Source passage
= = = = = = =
Your research paper should be based on computations at the IPUMS site.   The paper should be organized as the text, followed by the references, followed by the tables, with each table on a separate page.  You should construct four to six tables, each of which represents a different combination of variables.  Do not insert tables into the main text.  Please number all pages, and make sure that your name is on the first page.
The text should consist of four sections: Introduction, Background, Results, and Conclusion
If you are working together, the requirements for numbers of tables scales up according to the number of people in your team.
The Introduction should explain the overall focus of the paper and specify the questions that you are interested in.  
The Backgroundsection that provides whatever information from other published sources you think may be necessary to help a reader understand the object of your study.  For example, if your tables focus on comparison of different ethnic groups, you might provide a brief history of each group’s history in the United States that focuses on features relevant to the analysis.  If you are comparing several major cities, you might want to mention key features of each relevant to your analyses. 
A Results section that discusses the tables one by one, and interprets their contents in light of hypotheses or theories in the introduction.  The tables should be numbered consecutively, and referred to in the text as Table 1, Table 2 etc. 
The Conclusion reviews the most interesting results in the paper and suggests further work.  

Tables
Each of the tables should examine relationships among a distinct set of variables.  In other words, the tables should not be repetitions of the same basic tabulation but with different filters.  At least two tables should make use of ACS data, which are annual starting in 2001.  At least two tables should make use of Decennial Census data.  You may also use the Current Population Survey (CPS) data at the IPUMS site.  It tends to have much richer detail on employment and so forth.   
For your tables, you may also use General Social Survey (GSS) data, which is available at a different website (http://sda.berkeley.edu/cgi-bin/hsda?harcsda+gss10) but can be analyzed via a web interface like the one that you are already familiar with at IPUMS.  The GSS includes questions on topics like religion, political views, and so forth that are not covered in the Census.  Keep in mind that if you want to use the GSS, the tables you create should have something to do with demographic behavior, broadly defined.
= = = = = = =
Goal 1
Reproduce the paper guidelines above word for word, everything from "The text should" down to "are interested in.".
Goal 2
Supply what comes next in the paper guidelines above, starting right after their final sentence.
= = = = = = =
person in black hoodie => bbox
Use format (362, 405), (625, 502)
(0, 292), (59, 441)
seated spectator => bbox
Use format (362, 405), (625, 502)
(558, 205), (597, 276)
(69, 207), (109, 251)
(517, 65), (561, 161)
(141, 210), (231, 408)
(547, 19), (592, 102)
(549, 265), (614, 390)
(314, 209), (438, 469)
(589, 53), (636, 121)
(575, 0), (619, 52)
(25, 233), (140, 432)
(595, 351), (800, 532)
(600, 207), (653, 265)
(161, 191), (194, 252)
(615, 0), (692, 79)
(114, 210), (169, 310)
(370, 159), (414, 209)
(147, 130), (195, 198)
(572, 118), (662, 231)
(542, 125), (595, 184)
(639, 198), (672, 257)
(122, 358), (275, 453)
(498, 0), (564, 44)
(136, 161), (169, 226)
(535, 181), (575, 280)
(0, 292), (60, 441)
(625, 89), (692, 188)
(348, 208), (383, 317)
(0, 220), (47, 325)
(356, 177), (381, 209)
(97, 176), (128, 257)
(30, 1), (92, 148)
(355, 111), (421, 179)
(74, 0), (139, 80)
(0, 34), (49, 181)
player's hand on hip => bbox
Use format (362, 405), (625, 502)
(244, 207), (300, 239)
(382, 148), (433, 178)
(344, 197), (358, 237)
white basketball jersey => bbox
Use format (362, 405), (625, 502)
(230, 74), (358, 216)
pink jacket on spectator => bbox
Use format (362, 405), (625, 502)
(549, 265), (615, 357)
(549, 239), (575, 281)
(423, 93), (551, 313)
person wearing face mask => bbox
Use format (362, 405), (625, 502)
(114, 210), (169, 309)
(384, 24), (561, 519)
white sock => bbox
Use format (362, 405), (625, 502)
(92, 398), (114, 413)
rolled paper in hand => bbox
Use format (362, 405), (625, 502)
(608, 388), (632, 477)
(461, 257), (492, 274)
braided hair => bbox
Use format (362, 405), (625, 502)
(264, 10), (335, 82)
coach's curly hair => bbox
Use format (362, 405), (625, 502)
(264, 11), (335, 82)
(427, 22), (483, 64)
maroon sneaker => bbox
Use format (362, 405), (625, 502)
= = = = = = =
Exercise response 1
The text should consist of four sections: Introduction, Background, Results, and Conclusion
If you are working together, the requirements for numbers of tables scales up according to the number of people in your team.
The Introduction should explain the overall focus of the paper and specify the questions that you are interested in.

Exercise response 2
Each table should also have a self-explanatory title, and the row and column headings should be sufficient to allow a reader to interpret the table without referring to the text.  Please format the tables so that there are no vertical lines, and only four horizontal lines: one between the title and the column headings, one between the column headings and the table contents, one between the table contents and the totals row, and one at the bottom.  Basically the table should be formatted like the ones you see in the papers in the assigned reading.  You will notice that in publications, tables almost never have vertical lines, and generally have a limited number of horizontal lines.  The tables should not be copied and pasted directly from the site, but rather should be prepared to look like they were publication quality, following the guidelines above.
The tables may be frequencies or cross-tabulations, or you may take advantage of some of the other analytic tools available at the site.  You are most likely to find the comparison of means tool (http://sda.usa.ipums.org/cgi-bin/sdaweb/hsda?harcsda+1850-2009) the most useful.   This allows you to calculate the mean of one variable for different combinations of other variables.  For example, you could calculate mean income (INCTOT) for different combinations of RACE and YEAR.  If you are more adventurous, you may try using the correlation or regression tools, but these can take a long time.
In constructing your tables, make sure to filter observations correctly to make sure the ones you include are relevant.   Depending on what  analysis you are doing, you may want to use a filter to restrict to particular ages, or people with particular characteristics.  You may also want to use recode for variables like age that take on many values, instead of having a separate row or column for each age (1,2,3, etc.) you just have a limited number of age groups (1-9, 10-19, etc.).  You will also need to pay attention to handling situations where there are codes for a variable that indicate that the information was missing.  Normally you will want to exclude these from your analysis.
Demographic and Socioeconomic Characteristics to Treat as Outcomes/Dependent Variables

Basic demographic and socioeconomic variables available in most of the decennial Censuses that you might want to consider as outcomes (dependent variables) include but are not limited to:
  • Current marital status (MARST)
  • Number of children born (CHBORN)
  • Age at first marriage (AGEMARR)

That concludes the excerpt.